Objective :: Copy out the entire forum thread on Leerburg online training below, word for word, without the data that follows it.
━━━━━ Document section
# Leerburg Online Training



## robertb1018 (May 24, 2014)

Has anyone ever tried doing the Leerburg online training? If so, how was it?


----------



## VanBuren shepherds (Dec 3, 2012)

I have. It's decent for the most part, but it has a lot of long videos and a lot of the things are repeated over and over. But I'm willing to do any thing to learn any different type of training I can to better my program. 


Sent from Petguide.com Free App


----------



## VanBuren shepherds (Dec 3, 2012)

If you can handle all of the numerous typos it's not too bad. 


Sent from Petguide.com Free App


----------



## Pioneer53 (May 5, 2006)

http://www.germanshepherds.com/foru...ic/461617-has-anyone-ever-tried-training.html


----------



## VanBuren shepherds (Dec 3, 2012)

I actually had to contact them and inform them that one of their questions on the test was incorrect. 

The question was: "at some point every dog will need some kind of correction" true/false

Of course the answer is true, but that answer was marked as wrong. I contacted them and they corrected the mistake and everyone's scores who had taken the test. 

I don't know if the saddest part was their mistake or everyone who had taken the test not noticing the mistake.


Sent from Petguide.com Free App


----------
━━━━━━━━━━
━━━━━ Extracted entries
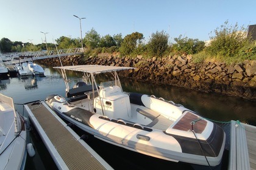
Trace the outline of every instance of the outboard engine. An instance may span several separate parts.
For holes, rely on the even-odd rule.
[[[87,86],[85,82],[79,81],[79,82],[77,82],[75,85],[74,85],[73,88],[76,88],[76,87],[82,87],[82,86]]]

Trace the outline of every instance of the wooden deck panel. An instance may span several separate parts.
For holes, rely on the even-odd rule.
[[[188,131],[191,130],[191,122],[196,121],[193,124],[193,129],[196,133],[201,134],[207,124],[207,122],[204,120],[198,120],[198,117],[190,112],[187,112],[185,115],[173,126],[172,129]]]
[[[27,106],[69,169],[106,169],[43,104]]]
[[[251,170],[256,169],[256,127],[244,124]]]

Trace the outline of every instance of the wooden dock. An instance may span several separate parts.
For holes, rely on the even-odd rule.
[[[229,169],[256,169],[256,127],[231,121]]]
[[[244,124],[251,169],[256,169],[256,127]]]
[[[24,107],[59,169],[113,169],[44,102]]]

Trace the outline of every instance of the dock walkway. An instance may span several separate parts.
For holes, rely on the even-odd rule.
[[[113,169],[44,102],[25,108],[59,169]]]
[[[231,121],[229,169],[256,169],[256,127]]]

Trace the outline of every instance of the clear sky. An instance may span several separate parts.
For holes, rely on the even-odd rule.
[[[170,41],[180,35],[201,41],[229,20],[256,24],[255,0],[0,0],[0,39],[48,42],[61,36],[80,38],[94,28],[102,36],[133,32],[149,39],[164,30]]]

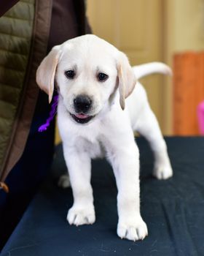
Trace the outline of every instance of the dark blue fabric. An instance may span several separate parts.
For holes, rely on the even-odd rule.
[[[0,190],[0,250],[50,169],[55,122],[46,132],[37,131],[49,116],[50,110],[47,94],[40,92],[23,154],[6,180],[9,193]]]
[[[152,176],[152,154],[143,138],[141,151],[141,208],[149,236],[143,241],[119,239],[117,189],[110,165],[94,161],[96,222],[70,226],[71,189],[57,187],[50,177],[35,197],[10,237],[1,256],[204,255],[204,138],[166,139],[174,176]],[[62,149],[57,148],[52,170],[66,170]]]

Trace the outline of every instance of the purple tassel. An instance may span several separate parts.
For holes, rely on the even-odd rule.
[[[46,123],[39,127],[38,131],[39,132],[46,131],[47,127],[50,126],[51,121],[54,118],[54,116],[55,116],[55,113],[56,113],[56,108],[58,107],[58,98],[59,98],[58,95],[56,95],[53,97],[53,103],[52,104],[52,106],[51,106],[50,116],[46,120]]]

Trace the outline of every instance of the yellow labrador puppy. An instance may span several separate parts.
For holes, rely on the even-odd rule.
━━━━━━━━━━
Result of this task ::
# Leerburg Online Training



## robertb1018 (May 24, 2014)

Has anyone ever tried doing the Leerburg online training? If so, how was it?


----------



## VanBuren shepherds (Dec 3, 2012)

I have. It's decent for the most part, but it has a lot of long videos and a lot of the things are repeated over and over. But I'm willing to do any thing to learn any different type of training I can to better my program. 


Sent from Petguide.com Free App


----------



## VanBuren shepherds (Dec 3, 2012)

If you can handle all of the numerous typos it's not too bad. 


Sent from Petguide.com Free App


----------



## Pioneer53 (May 5, 2006)

http://www.germanshepherds.com/foru...ic/461617-has-anyone-ever-tried-training.html


----------



## VanBuren shepherds (Dec 3, 2012)

I actually had to contact them and inform them that one of their questions on the test was incorrect. 

The question was: "at some point every dog will need some kind of correction" true/false

Of course the answer is true, but that answer was marked as wrong. I contacted them and they corrected the mistake and everyone's scores who had taken the test. 

I don't know if the saddest part was their mistake or everyone who had taken the test not noticing the mistake.


Sent from Petguide.com Free App


----------